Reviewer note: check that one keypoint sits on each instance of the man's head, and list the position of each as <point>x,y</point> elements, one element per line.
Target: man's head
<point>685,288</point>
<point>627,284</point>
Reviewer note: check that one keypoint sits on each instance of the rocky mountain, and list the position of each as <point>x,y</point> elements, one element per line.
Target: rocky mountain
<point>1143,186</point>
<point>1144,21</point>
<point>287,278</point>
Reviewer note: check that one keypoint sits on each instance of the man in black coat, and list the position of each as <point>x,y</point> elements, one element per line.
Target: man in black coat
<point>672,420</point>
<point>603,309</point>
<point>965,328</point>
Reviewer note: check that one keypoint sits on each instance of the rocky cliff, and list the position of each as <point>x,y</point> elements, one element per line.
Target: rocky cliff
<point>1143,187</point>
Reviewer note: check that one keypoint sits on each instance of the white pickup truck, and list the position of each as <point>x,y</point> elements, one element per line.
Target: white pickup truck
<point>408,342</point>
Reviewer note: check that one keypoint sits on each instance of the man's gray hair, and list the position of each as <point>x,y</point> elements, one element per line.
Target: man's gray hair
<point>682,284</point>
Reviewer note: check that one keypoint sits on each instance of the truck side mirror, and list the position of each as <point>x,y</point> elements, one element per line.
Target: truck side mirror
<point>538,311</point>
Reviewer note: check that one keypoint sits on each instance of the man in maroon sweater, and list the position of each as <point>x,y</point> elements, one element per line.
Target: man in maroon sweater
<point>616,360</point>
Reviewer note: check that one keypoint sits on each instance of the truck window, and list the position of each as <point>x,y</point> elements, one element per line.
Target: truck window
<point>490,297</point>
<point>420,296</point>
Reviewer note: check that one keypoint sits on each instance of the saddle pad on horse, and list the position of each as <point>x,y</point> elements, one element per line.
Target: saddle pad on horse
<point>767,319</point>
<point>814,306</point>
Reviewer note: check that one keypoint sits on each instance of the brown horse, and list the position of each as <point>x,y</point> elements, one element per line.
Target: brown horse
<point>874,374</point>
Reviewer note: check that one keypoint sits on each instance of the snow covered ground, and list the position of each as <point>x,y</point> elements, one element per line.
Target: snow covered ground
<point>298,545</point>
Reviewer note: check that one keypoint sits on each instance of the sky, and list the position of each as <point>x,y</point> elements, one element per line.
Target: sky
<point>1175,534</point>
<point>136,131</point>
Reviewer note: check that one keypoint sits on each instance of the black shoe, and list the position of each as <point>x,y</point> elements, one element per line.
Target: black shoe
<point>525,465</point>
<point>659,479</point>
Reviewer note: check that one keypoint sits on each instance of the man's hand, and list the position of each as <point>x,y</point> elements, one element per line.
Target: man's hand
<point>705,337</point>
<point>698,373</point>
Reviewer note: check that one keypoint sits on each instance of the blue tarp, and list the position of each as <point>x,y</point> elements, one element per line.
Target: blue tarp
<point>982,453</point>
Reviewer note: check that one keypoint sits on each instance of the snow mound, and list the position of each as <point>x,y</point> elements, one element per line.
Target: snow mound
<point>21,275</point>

——

* REQUIREMENT *
Transcribe every record. Match each line exactly.

* RESPONSE FOR THIS EXERCISE *
Reviewer note: check that one keypoint sits on each instance of the man's head, and list the position of each as <point>x,y</point> elements, one element per line.
Target: man's head
<point>685,288</point>
<point>627,284</point>
Reviewer note: check that one keypoint sits on each instance of the rocky mountain, and list the position of each as <point>x,y</point> elements, one element per line.
Target: rocky mountain
<point>1143,186</point>
<point>1144,21</point>
<point>287,278</point>
Reviewer note: check that one keypoint sits on each instance of the man in black coat, and list the position of each as <point>x,y</point> elements, one element per line.
Target: man in black coat
<point>672,420</point>
<point>603,309</point>
<point>965,328</point>
Reviewer note: check that one keypoint sits on each instance of the rocky cliff, and list the position of each as <point>x,y</point> elements, one element per line.
Target: rocky cliff
<point>1143,187</point>
Reviewer note: check that one keypoint sits on each instance of the white pickup truck, and list the position of each as <point>x,y</point> elements, one element per line.
Target: white pickup truck
<point>408,342</point>
Reviewer note: check that one keypoint sits on each instance of the man's gray hair, and list the position of each as <point>x,y</point> elements, one element per line.
Target: man's gray hair
<point>682,284</point>
Reviewer note: check that one keypoint sits on each instance of the truck side mirror, and list the position of each as <point>x,y</point> elements, one element per line.
Target: truck side mirror
<point>538,311</point>
Reviewer note: check that one keypoint sits on each instance of the man in maroon sweater, and list the position of each as <point>x,y</point> elements, one element per line.
Target: man in maroon sweater
<point>616,360</point>
Reviewer note: check that one keypoint sits on each instance of the truck window, and list the position of each as <point>x,y</point> elements, one element per line.
Target: truck window
<point>490,297</point>
<point>420,296</point>
Reviewer note: check that one keypoint sits on each instance of the saddle pad on horse, and list the position of each as <point>x,y</point> elements, one element per line.
Target: saddle pad on horse
<point>767,319</point>
<point>814,306</point>
Reviewer note: check that one keypoint sits on each instance of the brown horse, and list the position of each as <point>x,y</point> elements, one element per line.
Target: brown horse
<point>874,374</point>
Reviewer note: check that one keypoint sits on each instance of the snow covered ground, and list the position of each as <point>x,y</point> elements, one element per line.
Target: snow covered ground
<point>298,545</point>
Reviewer note: check that one keypoint sits on each instance of the sky, and list the position of each as <point>x,y</point> elements, one element per line.
Target: sky
<point>1175,534</point>
<point>136,131</point>
Reviewer note: check that one keypoint sits on each instance of the black shoe, and list the position of each as <point>x,y</point> elements, one element per line.
Target: black shoe
<point>525,465</point>
<point>659,479</point>
Reviewer note: check that one keypoint sits on each instance of the man's hand, and list the position of each as <point>x,y</point> elements, one element per line.
Target: man's hand
<point>705,337</point>
<point>698,373</point>
Reviewer note: check that one keypoint sits on each instance of the blue tarp, and list the position of each as <point>x,y</point> elements, one element per line.
Target: blue tarp
<point>982,453</point>
Reviewer note: check that one keypoint sits on each instance of the snow mound, and list the position of each as <point>x,y</point> elements, one element per line.
Target: snow mound
<point>21,275</point>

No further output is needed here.